→ **Requirements**
Without the pictures, return all of the material exactly as written.

→ **Given data**
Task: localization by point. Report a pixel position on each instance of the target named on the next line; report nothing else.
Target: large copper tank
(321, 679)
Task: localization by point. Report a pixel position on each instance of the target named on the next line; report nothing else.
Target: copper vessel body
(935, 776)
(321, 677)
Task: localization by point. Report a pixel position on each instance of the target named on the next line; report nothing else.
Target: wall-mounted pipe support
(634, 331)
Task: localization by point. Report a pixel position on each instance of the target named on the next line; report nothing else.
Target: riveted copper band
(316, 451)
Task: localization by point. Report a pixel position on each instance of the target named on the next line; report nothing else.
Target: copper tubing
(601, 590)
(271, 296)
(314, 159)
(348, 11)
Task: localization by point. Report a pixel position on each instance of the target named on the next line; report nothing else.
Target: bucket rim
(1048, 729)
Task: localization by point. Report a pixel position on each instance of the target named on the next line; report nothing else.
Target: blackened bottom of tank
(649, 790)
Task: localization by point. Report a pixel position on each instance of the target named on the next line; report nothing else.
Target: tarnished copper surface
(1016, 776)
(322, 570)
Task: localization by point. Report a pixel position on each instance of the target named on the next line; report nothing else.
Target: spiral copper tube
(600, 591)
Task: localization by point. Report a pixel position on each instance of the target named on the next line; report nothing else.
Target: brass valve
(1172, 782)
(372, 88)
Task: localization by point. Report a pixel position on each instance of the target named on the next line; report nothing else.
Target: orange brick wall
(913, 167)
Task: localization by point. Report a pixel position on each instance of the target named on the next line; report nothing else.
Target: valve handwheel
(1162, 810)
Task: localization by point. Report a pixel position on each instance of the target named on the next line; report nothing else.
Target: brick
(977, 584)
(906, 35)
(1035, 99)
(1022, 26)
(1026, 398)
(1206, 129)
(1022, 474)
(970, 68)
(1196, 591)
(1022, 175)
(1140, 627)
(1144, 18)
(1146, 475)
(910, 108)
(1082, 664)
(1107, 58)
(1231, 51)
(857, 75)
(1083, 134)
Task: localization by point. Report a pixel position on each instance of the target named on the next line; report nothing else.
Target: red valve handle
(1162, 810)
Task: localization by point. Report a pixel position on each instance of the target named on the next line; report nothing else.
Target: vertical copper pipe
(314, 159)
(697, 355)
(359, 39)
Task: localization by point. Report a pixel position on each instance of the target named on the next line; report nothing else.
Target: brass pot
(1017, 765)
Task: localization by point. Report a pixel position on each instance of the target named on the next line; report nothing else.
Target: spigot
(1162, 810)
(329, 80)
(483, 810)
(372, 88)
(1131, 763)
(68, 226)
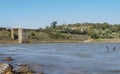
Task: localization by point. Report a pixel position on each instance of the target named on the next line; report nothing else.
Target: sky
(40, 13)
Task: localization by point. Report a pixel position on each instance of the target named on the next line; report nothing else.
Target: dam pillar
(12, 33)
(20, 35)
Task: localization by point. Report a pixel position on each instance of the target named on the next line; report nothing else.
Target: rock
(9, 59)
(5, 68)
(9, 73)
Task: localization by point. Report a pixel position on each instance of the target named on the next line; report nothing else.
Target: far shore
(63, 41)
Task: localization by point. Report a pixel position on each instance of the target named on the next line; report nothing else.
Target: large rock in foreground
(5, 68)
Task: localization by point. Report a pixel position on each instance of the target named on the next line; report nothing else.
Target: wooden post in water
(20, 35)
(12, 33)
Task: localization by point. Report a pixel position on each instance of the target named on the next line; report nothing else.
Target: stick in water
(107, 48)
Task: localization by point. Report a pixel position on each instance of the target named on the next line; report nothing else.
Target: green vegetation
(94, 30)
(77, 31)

→ **Correct answer**
Task: localization by point. Report a pixel position on each instance of the target named on the next line; report nothing else.
Target: large copper tank
(321, 679)
Task: localization by point. Report a pixel position on each instance of the target named on the next line; report nothing else.
Target: copper vessel body
(935, 776)
(321, 677)
Task: localization by point. Report a pixel position on each instance of the target named on the next line; report nothing else.
Target: wall-mounted pipe support
(634, 331)
Task: localization by point. Report a pixel position on each instance of the target named on the next line; report nothing else.
Target: riveted copper band
(316, 451)
Task: localization by point. Report a pixel position on each instance of the target named on the next line; report nothing else.
Target: copper tubing
(601, 590)
(271, 296)
(314, 159)
(348, 11)
Task: localization by point. Report a pixel position on each instance of the target named on the next line; report nothing else.
Target: bucket rim
(1048, 729)
Task: localization by point. Report a pixel position on each instance of the target named on the next line; report nothing else.
Target: blackened bottom of tank
(649, 790)
Task: localization by point. Report a pixel position on each instance of the target named on the next line; report nothing else.
Target: tarnished copper surface
(1016, 776)
(322, 570)
Task: localization by point. Report a pixel position on each instance of the target named on the next line; report nothing else.
Target: spiral copper tube
(600, 591)
Task: localization by point. Report a pixel position on each instance of the target named on the next line; report nothing else.
Target: brass valve
(1172, 782)
(372, 88)
Task: localization by point. Report a pixel position on each instance of the target named on the next line; report nothing else.
Target: orange brick wall
(913, 167)
Task: localization by point. Report a pixel position on each instance of the target named on the next line; report nothing else.
Target: valve handwheel
(1162, 810)
Task: localization by point. Report a pixel position on each instance of the target named on the next line; report nothing else.
Target: brick
(977, 584)
(906, 35)
(1035, 99)
(1022, 26)
(1026, 398)
(1206, 129)
(1022, 474)
(970, 68)
(1196, 591)
(1022, 175)
(1140, 627)
(1144, 18)
(1146, 475)
(910, 108)
(1082, 664)
(1107, 58)
(1231, 51)
(857, 75)
(1083, 134)
Task: localization by point. Report a pixel position on each instance of the target named on the next line; report nothing else.
Target: red valve handle
(1162, 810)
Task: localization by point. Report a pixel position on each instance of the target named on the next line; report nothing else.
Target: vertical copper pipe
(314, 159)
(697, 355)
(359, 39)
Task: localization by point. Report a pixel position on each instance of the target named on the next line; report nothing else.
Target: brass pot
(1017, 765)
Task: localization by point. Report a pixel position on each instance of the target named on the next line; report nothing else.
Target: spigot
(1162, 810)
(329, 80)
(483, 810)
(372, 88)
(1131, 763)
(68, 226)
Task: localization by point. Report a pixel position on each instance of the target named on the next line; report nothing else.
Target: sky
(40, 13)
Task: localization by point. Report a pixel position on each instance of the target named on the next line; report nothing else.
Target: dam pillar
(12, 33)
(20, 35)
Task: localization by point. Report a pixel position on each instance of the target named on the next line; report nothing else.
Target: rock
(9, 59)
(5, 68)
(9, 73)
Task: localization by point. Report a pixel position on each instance of the target named on the next line; report nothing else.
Target: far shore
(63, 41)
Task: localization by point. Report a pixel position on each instance of the target named on the next line; report nothing else.
Target: large rock in foreground
(5, 68)
Task: localization by point. Report a pixel position on each instance of the target named on the next line; report nothing else.
Target: wooden post in water
(20, 35)
(12, 33)
Task: localization by point. Report a pixel position on each instance of the target named on the next line; report nothing else.
Target: stick in water
(107, 48)
Task: localization by point. Report a pixel position on each instance of the target named on the next line; report nothing else.
Target: green vegetation
(94, 30)
(77, 31)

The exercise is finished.